Collected data entries

- - - - -

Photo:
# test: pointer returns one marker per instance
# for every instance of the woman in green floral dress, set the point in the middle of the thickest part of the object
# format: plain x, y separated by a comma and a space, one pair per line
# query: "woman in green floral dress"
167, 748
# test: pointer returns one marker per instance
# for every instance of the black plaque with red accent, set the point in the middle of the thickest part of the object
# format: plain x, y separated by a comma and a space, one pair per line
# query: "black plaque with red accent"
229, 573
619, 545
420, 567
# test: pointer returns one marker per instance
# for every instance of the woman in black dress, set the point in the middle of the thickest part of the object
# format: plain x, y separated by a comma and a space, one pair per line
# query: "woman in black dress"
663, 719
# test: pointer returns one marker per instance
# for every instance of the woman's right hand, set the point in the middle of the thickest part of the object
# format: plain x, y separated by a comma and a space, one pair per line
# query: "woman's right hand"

- - - - -

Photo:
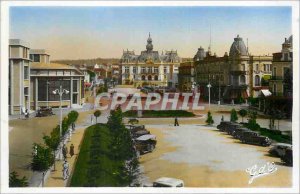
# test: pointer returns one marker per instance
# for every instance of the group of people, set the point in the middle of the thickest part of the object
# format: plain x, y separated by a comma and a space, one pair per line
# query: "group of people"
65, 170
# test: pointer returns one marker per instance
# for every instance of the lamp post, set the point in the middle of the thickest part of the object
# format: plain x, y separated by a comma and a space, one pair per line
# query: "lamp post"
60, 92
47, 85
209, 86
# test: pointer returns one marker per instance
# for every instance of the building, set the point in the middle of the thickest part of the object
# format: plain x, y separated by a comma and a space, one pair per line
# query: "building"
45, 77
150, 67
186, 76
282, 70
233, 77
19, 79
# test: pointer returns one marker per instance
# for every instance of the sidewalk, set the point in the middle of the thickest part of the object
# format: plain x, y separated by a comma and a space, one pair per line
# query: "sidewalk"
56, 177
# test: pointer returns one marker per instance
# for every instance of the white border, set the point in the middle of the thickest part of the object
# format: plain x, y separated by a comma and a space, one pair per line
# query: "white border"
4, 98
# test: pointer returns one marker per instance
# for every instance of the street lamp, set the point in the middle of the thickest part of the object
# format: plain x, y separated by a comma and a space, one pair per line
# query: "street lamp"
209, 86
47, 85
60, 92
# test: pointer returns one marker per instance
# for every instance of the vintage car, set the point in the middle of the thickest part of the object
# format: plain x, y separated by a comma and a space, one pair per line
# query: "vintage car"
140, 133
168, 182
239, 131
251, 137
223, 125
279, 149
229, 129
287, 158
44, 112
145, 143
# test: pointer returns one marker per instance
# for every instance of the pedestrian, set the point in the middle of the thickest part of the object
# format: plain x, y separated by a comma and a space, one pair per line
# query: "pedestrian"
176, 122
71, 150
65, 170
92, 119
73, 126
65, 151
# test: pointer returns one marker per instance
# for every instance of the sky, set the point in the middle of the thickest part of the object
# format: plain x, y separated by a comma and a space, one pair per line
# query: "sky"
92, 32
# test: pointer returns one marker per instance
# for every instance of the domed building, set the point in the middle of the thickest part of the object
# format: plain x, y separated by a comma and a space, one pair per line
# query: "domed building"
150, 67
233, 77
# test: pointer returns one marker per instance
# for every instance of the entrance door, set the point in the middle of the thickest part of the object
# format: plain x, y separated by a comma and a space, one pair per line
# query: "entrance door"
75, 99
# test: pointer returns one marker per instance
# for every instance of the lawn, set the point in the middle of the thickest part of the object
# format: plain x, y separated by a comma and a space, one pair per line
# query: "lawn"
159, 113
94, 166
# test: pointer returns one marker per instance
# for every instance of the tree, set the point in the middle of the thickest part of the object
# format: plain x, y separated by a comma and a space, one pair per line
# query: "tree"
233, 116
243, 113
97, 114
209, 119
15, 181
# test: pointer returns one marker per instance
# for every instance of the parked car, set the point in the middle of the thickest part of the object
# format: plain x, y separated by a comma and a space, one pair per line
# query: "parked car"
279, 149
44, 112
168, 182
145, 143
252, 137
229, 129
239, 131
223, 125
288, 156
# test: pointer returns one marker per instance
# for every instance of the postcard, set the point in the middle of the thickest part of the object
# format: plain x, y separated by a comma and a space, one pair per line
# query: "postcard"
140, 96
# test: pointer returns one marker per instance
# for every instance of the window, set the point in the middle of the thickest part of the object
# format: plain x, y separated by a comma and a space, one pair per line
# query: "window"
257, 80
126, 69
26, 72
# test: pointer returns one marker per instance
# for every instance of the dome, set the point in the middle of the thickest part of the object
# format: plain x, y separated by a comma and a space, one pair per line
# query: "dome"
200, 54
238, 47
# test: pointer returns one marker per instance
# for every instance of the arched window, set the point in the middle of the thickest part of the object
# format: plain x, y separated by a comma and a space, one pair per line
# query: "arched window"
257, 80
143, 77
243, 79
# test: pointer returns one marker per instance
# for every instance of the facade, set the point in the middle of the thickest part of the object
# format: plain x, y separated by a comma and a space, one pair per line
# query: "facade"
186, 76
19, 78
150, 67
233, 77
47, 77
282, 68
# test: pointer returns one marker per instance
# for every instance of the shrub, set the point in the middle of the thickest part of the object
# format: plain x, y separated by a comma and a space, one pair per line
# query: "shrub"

- - - - -

Goal:
Count the lines in the listing above that contain the string "domed" and give only that number.

Output for this task:
2